[Start]
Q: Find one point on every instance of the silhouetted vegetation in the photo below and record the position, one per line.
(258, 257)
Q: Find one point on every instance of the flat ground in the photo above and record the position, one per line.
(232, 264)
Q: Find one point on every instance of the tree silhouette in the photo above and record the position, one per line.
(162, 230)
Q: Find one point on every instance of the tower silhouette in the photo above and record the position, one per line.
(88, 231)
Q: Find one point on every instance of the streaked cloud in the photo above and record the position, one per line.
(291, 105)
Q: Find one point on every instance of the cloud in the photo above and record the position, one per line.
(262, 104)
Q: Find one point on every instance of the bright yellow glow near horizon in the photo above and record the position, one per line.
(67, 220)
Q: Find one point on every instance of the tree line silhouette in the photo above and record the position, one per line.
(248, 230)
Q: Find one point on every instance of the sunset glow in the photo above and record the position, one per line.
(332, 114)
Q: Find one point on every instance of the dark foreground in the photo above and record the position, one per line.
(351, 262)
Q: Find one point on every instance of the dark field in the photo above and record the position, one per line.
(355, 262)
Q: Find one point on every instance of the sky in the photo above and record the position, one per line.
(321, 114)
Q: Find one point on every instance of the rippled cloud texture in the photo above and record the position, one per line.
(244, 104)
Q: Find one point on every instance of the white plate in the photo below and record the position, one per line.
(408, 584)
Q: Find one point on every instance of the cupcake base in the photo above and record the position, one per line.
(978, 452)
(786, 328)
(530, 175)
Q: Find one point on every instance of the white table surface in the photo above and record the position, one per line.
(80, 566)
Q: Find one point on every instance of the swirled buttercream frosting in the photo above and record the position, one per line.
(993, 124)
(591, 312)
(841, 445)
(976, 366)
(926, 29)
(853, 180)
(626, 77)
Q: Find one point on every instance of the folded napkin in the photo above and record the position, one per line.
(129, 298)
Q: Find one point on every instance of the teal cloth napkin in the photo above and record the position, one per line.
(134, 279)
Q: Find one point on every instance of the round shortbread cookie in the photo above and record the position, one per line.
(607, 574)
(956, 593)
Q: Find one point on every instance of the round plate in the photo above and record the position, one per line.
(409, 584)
[End]
● What to produce
Convert the lines above, from the one containing "Q: Find one point on every instance of the round shortbread" through the end of the records, inclusive, into a Markdown table with the columns Row and Line. Number each row and omit any blank lines.

● Exercise response
| Row | Line |
|---|---|
| 1 | Q: Find one point on every instance of the round shortbread cookie in the photo above and record the position, one per line. |
| 2 | (607, 574) |
| 3 | (956, 593) |
| 4 | Q: Find one point on every instance of the round plate in the photo above and record the position, one per line. |
| 5 | (409, 584) |